» EXERCISE DETAILS
Once the line containing "the person leaning" is found in the records below, return it and each following line exactly, up to and including the line containing "Look at the photo above. For every instance of the concrete", and nothing else.

*** Opening RECORDS SHOWN ***

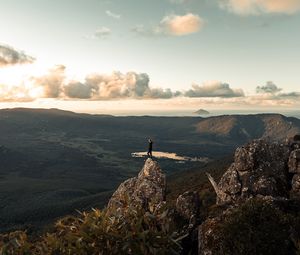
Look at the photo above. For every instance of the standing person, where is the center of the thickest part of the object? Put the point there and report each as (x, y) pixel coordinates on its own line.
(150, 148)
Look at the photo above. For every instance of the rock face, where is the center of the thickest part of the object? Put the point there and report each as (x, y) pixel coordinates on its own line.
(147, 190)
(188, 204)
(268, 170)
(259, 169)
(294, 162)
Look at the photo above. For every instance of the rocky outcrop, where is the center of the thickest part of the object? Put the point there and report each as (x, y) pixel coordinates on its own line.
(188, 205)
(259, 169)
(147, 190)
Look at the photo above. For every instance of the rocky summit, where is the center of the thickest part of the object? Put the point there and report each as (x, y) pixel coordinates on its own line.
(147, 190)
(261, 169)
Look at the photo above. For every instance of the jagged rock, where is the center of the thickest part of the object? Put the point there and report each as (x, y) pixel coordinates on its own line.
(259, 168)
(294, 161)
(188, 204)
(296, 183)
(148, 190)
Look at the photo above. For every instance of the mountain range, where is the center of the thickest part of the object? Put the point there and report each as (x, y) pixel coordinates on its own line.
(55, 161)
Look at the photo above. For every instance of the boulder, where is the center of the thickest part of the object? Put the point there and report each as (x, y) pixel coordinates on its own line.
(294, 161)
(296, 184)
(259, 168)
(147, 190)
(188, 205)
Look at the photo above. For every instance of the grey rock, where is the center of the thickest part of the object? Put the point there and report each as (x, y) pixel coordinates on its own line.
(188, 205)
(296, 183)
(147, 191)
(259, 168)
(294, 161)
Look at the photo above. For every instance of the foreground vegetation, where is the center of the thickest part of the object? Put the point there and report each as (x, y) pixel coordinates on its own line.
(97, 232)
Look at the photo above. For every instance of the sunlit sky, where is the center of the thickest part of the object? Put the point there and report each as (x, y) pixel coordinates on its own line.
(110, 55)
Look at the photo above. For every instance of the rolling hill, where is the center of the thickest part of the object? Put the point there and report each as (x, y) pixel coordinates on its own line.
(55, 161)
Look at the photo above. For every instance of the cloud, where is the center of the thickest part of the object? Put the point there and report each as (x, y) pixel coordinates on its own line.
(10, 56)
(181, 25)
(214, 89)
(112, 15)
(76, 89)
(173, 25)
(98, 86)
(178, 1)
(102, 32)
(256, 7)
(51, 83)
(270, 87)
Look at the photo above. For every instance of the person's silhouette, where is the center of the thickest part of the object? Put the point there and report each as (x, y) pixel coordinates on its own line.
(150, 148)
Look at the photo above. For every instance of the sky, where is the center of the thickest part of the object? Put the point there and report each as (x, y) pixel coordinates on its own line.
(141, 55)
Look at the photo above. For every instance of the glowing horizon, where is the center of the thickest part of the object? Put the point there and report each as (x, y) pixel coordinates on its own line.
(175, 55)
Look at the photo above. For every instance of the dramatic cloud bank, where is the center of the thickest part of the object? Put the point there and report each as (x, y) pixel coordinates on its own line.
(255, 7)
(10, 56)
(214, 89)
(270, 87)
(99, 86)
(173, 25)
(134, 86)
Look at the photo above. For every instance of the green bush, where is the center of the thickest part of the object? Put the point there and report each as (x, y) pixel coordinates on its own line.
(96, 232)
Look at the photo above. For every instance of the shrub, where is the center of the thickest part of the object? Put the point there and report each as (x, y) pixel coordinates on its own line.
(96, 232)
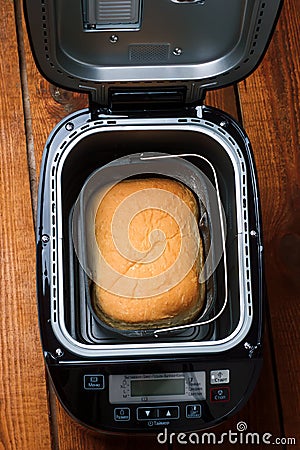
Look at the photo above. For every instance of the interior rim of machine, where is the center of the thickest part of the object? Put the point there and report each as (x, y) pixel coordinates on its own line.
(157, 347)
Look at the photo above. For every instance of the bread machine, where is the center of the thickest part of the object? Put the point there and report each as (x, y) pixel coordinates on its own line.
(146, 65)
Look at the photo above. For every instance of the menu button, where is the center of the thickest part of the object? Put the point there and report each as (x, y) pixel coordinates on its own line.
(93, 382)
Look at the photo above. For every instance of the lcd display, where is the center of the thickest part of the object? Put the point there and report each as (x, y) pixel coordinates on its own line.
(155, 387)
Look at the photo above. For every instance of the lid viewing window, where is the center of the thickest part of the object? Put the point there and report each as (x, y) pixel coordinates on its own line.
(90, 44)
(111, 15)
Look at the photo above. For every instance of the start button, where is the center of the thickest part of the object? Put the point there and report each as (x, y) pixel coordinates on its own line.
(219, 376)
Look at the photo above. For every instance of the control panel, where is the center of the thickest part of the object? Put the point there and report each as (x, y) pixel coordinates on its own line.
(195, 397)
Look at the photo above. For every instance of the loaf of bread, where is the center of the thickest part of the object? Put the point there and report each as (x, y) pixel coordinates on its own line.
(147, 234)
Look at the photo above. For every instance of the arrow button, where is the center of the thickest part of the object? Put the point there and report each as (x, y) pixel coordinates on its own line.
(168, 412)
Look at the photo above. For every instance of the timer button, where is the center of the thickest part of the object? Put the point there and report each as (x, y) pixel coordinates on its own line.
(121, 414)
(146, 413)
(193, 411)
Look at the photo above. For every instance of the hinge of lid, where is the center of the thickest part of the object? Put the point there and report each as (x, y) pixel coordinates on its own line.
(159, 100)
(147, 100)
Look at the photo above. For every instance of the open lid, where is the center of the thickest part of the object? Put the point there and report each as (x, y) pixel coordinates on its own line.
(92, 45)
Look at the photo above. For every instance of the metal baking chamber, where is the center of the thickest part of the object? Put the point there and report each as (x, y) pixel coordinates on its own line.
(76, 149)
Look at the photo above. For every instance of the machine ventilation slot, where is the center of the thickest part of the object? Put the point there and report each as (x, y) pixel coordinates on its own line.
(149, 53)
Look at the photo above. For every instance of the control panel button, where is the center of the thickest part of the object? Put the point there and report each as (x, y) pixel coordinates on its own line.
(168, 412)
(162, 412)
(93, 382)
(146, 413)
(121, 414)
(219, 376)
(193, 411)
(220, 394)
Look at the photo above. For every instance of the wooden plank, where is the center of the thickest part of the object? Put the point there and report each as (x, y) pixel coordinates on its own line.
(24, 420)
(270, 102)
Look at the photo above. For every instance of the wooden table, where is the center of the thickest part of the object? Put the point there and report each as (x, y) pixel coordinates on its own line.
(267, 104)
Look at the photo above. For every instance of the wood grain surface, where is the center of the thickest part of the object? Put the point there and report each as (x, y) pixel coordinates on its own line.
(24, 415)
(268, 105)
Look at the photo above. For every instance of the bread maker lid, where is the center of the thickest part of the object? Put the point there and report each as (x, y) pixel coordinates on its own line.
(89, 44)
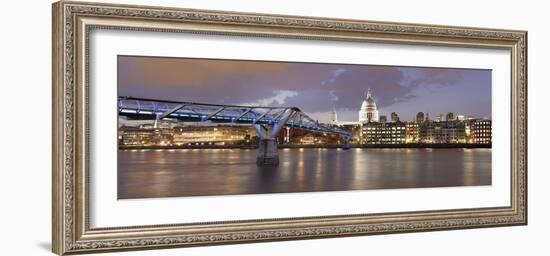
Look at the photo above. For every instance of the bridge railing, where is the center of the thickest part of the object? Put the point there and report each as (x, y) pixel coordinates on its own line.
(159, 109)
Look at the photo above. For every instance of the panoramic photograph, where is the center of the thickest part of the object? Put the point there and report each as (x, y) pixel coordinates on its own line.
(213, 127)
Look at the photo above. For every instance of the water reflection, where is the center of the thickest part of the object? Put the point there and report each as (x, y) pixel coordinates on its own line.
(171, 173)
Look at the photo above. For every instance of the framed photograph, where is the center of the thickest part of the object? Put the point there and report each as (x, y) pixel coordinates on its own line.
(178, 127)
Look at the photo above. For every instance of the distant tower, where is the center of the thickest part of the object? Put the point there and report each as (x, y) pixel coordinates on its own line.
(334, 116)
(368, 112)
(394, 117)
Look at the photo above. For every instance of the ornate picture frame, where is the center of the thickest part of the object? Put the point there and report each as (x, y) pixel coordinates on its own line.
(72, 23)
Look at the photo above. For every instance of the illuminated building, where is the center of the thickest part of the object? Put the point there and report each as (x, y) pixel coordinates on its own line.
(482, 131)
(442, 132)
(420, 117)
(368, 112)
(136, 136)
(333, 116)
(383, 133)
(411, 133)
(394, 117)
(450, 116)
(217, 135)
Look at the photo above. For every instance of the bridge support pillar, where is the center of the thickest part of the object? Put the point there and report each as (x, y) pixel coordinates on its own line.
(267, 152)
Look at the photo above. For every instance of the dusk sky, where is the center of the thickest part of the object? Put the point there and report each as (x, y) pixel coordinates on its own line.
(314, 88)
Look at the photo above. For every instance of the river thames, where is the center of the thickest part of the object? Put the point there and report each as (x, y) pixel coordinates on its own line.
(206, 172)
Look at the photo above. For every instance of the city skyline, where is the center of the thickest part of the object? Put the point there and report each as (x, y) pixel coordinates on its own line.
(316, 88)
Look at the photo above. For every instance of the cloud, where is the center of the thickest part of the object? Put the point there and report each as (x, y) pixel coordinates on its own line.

*** Closing RECORDS SHOWN ***
*** Opening RECORDS SHOWN ***

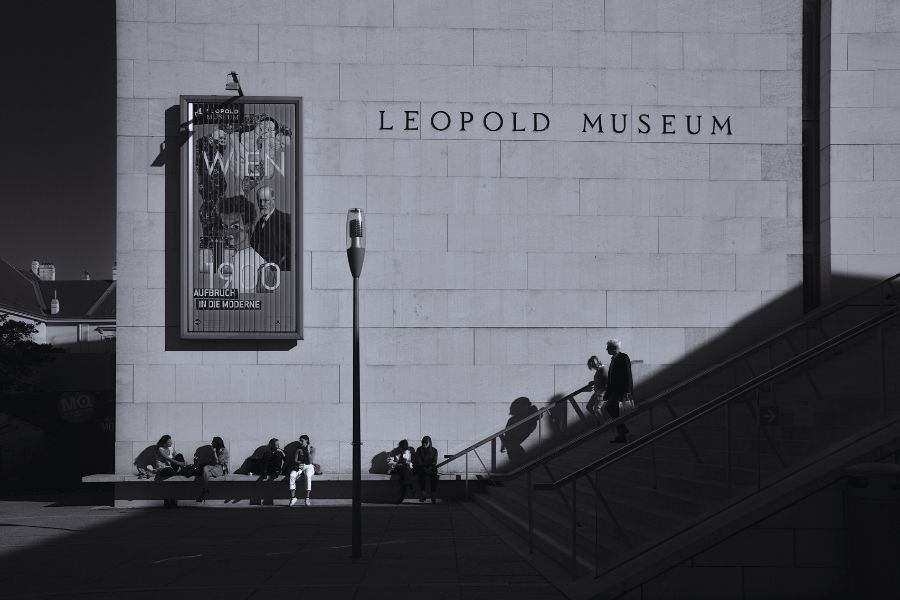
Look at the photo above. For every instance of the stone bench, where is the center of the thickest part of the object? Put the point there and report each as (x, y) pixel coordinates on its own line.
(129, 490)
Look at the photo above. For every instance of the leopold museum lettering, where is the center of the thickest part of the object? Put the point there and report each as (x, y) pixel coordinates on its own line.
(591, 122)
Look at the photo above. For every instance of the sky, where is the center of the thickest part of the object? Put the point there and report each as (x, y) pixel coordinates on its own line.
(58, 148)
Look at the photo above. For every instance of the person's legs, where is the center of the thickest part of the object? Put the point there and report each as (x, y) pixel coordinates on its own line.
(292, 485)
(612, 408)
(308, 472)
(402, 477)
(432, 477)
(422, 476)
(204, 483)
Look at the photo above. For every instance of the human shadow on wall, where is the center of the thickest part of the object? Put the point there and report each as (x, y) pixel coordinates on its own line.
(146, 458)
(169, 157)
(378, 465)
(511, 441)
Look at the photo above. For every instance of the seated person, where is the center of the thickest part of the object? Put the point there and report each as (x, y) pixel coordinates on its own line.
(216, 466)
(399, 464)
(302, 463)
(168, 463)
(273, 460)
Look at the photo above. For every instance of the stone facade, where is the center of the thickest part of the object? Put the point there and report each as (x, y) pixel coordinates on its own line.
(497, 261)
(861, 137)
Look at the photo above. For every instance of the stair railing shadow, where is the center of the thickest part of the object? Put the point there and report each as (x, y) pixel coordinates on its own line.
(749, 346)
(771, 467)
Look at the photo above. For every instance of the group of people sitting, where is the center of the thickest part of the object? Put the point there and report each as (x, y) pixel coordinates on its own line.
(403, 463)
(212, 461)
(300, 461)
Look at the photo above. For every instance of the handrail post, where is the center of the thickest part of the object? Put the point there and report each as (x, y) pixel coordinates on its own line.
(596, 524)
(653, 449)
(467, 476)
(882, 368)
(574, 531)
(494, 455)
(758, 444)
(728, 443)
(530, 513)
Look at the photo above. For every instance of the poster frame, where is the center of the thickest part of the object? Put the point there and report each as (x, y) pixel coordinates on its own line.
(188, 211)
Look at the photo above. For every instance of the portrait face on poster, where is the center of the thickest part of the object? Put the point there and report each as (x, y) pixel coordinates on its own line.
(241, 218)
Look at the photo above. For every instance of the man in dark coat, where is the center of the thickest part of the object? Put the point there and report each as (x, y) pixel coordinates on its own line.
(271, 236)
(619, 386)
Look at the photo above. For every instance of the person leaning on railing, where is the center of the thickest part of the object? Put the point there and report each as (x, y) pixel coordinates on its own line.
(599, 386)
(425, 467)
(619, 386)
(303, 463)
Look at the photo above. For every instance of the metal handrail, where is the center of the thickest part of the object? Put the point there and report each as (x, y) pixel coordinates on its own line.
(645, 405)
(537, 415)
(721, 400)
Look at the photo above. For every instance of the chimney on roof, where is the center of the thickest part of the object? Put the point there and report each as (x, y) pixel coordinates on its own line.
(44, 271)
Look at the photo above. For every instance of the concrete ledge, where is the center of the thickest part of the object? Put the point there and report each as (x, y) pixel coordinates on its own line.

*** Closing RECORDS SHOWN ***

» SOLVED EXERCISE
Look at the photo above. For every instance of the person leaning on railing, where is the center of the thickest part of the object? Put the point there and report each as (x, y) pixel coordinates on its own line.
(599, 386)
(425, 467)
(619, 386)
(303, 463)
Look at the photo above. For every instance of the metal handrail, where is the center of the thickest part of the object? Put the point there and report each as (x, y) pixel coordinates on its own line.
(645, 405)
(537, 415)
(721, 400)
Look at the photo above. For every instance of the chimney on roof, where is the center of the thickest part of the object? Put the point there and report each as (x, y) pixel coordinates on its own line.
(44, 271)
Look at the photo above. For every instance of the concrete ledge, where is the center of the thickest part of the object? Put the point there and report each as (x, y) pixel coordinates on its own line.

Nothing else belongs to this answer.